■ Auszug zum Lesen
»»

Rheinische Post Duesseldorf Meerbusch
„Ins Fitnessstudio muss da keiner mehr“
Drei Landwirte erzählen, was freiwillige Erntehelfer auf den Feldern erwartet. Denn aufgrund der aktuell noch geltenden Reisebeschränkungen fehlen die Saisonarbeiter. Zumindest ein Teil soll aber kommen.
NIEDERRHEIN Die Corona-Krise trifft auch die Landwirtschaft besonders stark. Zum Start der arbeitsintensiven Ernte- und Anbauzeit von Spargel, Erdbeeren und Co. mangelt es aufgrund der noch geltenden Reisebeschränkungen an Saisonarbeitern auf den Feldern. Laut Landesregierung fehlen alleine in NRW 45.000 Erntehelfer. Zwar haben sich Bundeslandwirtschaftsministerin Julia Klöckner (CDU) und Innenminister Horst Seehofer (CSU) am Donnerstag auf eine Sonderregelung geeinigt, die es im April und Mai jeweils 40.000 Saisonarbeitern aus Osteuropa erlaubt, nach Deutschland zu reisen, der komplette Bedarf auf den Feldern in NRW wird damit aber vermutlich nicht gedeckt.
Um an freiwillige Helfer aus dem Inland zu kommen, bieten nun mehrere Online-Plattformen die Vermittlung von Arbeitskräften und Helfern an. Dem Provinzialverband Rheinischer Obst- und Gemüsebauer zufolge haben sich allein im Rheinland bereits mehr als 3000 Freiwillige gemeldet, darunter Schüler, Studenten, Kurzarbeitende, Arbeitssuchende oder Rentner.
Doch was kommt auf die freiwilligen Helfer zu, die teilweise direkt von Vorlesungs- oder Schulbänken aufs Feld kommen? Drei Landwirte erzählen von der aktuellen Lage in ihrem Betrieb, über die anstrengende Feldarbeit und darüber, wie froh sie über jede helfende Hand sind.
Johannes und Kerstin Ophey, Opheys Spargelhof an der Niers in Goch Eigentlich arbeitet auf den Feldern von Johannes und Kerstin Ophey eine eingespielte Mannschaft aus etwa 14 Saisonarbeitern. „Die fallen aktuell komplett aus“, erzählt Kerstin Ophey. „Das zu ersetzen ist fast nicht machbar.“Dennoch muss die Arbeit auf den Spargel-, Erdbeerund Kartoffelfeldern des Familienunternehmens in Goch natürlich irgendwie bewältigt werden. Fünf freiwillige Helfer haben sich bereits bei den Opheys gemeldet und wollen auf den Feldern anpacken. „Es ist toll, dass sich junge Leute anbieten und wir Hilfe bekommen. Wir sind auch weiterhin auf der Suche nach Helfern“, erklärt Ophey.

««

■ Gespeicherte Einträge
»»

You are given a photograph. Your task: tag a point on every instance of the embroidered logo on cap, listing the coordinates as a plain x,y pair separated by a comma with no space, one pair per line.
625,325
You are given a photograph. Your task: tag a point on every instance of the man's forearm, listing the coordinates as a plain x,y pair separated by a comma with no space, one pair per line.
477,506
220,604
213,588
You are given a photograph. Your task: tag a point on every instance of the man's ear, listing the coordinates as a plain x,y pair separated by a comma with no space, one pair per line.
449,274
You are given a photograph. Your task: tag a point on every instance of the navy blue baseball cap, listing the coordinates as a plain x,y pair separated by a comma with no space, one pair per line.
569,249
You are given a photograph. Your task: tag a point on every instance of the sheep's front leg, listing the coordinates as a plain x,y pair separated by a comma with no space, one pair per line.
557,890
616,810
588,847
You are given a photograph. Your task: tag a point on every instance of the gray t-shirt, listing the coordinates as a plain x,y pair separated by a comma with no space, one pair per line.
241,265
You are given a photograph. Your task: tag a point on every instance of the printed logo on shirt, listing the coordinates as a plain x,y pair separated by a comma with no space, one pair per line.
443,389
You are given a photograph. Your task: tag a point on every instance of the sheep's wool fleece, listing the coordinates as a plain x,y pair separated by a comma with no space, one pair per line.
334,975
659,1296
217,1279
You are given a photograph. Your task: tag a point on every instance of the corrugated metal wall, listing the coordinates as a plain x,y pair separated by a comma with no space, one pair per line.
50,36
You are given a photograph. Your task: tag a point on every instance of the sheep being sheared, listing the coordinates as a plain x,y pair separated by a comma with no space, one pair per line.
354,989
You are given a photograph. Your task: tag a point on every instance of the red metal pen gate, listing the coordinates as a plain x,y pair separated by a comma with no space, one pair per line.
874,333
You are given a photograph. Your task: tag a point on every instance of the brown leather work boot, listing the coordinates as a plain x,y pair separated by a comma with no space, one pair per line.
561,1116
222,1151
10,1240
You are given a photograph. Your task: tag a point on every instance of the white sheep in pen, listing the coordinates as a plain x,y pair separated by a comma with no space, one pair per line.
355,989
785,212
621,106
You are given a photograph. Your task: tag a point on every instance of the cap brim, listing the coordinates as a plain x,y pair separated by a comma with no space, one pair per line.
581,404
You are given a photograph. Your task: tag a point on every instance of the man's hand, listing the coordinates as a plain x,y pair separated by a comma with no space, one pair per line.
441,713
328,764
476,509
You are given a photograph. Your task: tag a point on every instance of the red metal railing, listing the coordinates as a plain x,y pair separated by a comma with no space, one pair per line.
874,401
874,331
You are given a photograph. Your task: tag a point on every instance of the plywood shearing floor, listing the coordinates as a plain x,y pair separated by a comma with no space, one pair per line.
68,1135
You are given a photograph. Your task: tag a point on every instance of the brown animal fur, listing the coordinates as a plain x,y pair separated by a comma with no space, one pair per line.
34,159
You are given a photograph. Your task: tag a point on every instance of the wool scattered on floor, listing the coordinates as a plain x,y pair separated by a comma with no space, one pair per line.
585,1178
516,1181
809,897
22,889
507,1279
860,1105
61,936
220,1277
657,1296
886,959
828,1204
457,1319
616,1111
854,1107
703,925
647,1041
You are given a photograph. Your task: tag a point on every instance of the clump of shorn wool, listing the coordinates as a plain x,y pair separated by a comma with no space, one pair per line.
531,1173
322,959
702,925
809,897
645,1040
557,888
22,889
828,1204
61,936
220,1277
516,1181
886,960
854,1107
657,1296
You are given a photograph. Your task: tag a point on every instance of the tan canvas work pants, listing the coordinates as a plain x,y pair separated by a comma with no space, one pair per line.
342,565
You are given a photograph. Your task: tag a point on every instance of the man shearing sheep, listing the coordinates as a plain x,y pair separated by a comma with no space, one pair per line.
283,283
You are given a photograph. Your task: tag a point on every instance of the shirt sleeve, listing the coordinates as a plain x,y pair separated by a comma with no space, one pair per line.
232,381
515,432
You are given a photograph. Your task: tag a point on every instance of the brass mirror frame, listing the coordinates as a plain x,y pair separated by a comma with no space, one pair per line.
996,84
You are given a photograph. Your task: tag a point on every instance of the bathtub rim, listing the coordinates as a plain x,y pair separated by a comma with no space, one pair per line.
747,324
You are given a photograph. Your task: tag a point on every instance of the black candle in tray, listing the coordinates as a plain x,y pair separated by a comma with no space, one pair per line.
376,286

««

■ Die Aufgaben
**A.** Gib aus dem Artikel über die Erntehelfer den Abschnitt wörtlich wieder, beginnend mit „Doch was kommt“ und weiter bis einschließlich „helfende Hand sind.“.
**B.** Welche Personengruppen nennt der Artikel über die Erntehelfer unter den Freiwilligen, die sich im Rheinland gemeldet haben? Zähle alle auf.

■ Vollständige Antworten
**A.**
Doch was kommt auf die freiwilligen Helfer zu, die teilweise direkt von Vorlesungs- oder Schulbänken aufs Feld kommen? Drei Landwirte erzählen von der aktuellen Lage in ihrem Betrieb, über die anstrengende Feldarbeit und darüber, wie froh sie über jede helfende Hand sind.

**B.** Schüler, Studenten, Kurzarbeitende, Arbeitssuchende, Rentner